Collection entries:
------------------------------------------------

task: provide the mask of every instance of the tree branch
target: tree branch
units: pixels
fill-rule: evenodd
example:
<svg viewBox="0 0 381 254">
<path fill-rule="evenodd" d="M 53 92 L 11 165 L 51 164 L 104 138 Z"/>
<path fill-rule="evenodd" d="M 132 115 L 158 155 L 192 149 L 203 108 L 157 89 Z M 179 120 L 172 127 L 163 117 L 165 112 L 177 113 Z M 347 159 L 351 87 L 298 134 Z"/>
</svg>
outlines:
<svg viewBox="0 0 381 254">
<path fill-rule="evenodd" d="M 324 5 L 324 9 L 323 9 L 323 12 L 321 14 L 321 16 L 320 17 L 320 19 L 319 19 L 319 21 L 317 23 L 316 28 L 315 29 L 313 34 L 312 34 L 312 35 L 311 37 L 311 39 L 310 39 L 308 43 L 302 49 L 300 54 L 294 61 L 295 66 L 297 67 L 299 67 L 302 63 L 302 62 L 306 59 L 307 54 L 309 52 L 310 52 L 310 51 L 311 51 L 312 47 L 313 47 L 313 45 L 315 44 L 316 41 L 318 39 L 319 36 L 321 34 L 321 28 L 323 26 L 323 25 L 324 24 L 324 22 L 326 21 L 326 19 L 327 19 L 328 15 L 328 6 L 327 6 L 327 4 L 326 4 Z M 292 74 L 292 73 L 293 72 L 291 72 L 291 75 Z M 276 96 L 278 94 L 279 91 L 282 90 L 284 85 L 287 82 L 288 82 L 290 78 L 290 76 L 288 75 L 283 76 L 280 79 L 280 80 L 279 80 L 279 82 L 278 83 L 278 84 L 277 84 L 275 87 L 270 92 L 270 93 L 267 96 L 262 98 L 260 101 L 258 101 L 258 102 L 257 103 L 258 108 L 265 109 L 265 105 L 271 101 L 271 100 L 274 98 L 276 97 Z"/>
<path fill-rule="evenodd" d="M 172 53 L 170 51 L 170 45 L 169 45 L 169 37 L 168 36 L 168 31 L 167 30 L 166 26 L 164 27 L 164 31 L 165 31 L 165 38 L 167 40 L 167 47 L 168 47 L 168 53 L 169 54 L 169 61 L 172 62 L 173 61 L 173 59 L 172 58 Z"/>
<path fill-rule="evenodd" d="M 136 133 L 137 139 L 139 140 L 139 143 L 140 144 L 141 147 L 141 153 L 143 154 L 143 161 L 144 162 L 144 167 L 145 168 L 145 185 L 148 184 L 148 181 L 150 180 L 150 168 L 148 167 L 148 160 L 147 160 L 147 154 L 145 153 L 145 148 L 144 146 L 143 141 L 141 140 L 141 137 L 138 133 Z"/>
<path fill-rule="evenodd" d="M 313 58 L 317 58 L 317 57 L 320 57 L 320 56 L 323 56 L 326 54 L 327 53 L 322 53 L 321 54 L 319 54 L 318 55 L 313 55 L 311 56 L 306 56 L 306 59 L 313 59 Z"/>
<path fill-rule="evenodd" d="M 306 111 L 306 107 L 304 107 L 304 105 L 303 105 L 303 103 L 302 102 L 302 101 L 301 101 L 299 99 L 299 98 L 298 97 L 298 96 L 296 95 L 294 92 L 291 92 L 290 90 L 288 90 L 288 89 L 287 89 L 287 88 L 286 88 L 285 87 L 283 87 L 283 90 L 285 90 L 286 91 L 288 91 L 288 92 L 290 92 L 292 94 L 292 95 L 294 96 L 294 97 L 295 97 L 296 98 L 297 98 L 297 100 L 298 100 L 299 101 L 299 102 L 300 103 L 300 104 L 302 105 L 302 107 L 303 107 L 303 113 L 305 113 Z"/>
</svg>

------------------------------------------------

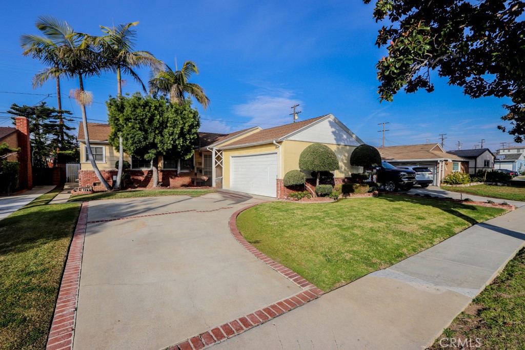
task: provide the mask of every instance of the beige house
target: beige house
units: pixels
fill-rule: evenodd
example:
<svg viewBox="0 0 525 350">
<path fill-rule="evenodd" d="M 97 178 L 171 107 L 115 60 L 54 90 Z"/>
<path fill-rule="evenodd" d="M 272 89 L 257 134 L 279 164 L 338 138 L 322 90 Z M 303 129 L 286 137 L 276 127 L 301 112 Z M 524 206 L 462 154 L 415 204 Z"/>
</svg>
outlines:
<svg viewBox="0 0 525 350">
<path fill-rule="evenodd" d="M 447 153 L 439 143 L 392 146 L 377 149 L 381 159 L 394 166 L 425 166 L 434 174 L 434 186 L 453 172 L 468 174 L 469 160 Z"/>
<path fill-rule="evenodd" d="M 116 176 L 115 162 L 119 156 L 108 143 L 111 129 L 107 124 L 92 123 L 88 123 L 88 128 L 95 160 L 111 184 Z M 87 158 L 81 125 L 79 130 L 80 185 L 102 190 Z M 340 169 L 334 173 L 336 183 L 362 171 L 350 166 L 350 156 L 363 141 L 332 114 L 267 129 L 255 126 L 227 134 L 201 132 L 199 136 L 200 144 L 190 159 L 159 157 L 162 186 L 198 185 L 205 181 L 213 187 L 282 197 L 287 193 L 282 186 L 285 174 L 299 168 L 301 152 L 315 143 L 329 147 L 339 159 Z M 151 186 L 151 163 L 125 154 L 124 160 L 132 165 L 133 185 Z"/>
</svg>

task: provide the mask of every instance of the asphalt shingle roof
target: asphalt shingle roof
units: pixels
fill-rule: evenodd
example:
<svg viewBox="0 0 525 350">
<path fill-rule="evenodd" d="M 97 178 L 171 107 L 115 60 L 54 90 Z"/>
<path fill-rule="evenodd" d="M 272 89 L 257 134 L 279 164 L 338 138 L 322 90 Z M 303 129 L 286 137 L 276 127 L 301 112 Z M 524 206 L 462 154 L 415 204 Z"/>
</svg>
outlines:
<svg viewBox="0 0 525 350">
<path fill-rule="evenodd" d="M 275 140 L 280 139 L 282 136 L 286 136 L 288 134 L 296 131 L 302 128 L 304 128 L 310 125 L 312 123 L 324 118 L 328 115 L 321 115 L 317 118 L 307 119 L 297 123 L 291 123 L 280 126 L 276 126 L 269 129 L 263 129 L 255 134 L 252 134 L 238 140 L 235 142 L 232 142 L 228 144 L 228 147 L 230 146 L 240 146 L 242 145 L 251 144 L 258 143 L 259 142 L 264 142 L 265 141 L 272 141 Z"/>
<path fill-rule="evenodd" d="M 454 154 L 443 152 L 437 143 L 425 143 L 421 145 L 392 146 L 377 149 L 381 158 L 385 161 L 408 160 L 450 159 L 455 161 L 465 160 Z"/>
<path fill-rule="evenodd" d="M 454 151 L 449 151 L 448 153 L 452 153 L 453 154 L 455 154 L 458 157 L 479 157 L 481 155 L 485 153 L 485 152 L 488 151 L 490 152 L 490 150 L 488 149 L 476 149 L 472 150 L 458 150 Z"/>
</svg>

------------------------------------------------

#### SHORT TASK:
Rewrite the part of the entries that opens with the line containing "task: provide the mask of every instance of the beige" and closes with the line containing "447 153 L 439". Shift every number in its outlines up by 132 and leave every other line unchanged.

#### EXERCISE RESULT:
task: provide the mask of every instance of the beige house
target: beige house
units: pixels
fill-rule: evenodd
example:
<svg viewBox="0 0 525 350">
<path fill-rule="evenodd" d="M 97 178 L 171 107 L 115 60 L 54 90 Z"/>
<path fill-rule="evenodd" d="M 272 89 L 257 134 L 279 164 L 338 138 L 322 90 Z M 303 129 L 286 137 L 276 127 L 301 112 Z M 524 206 L 462 154 L 415 204 Z"/>
</svg>
outlines:
<svg viewBox="132 132 657 482">
<path fill-rule="evenodd" d="M 579 285 L 571 275 L 524 278 L 509 281 L 513 291 L 526 298 L 557 298 L 566 306 L 566 318 L 585 304 L 600 306 L 601 292 Z"/>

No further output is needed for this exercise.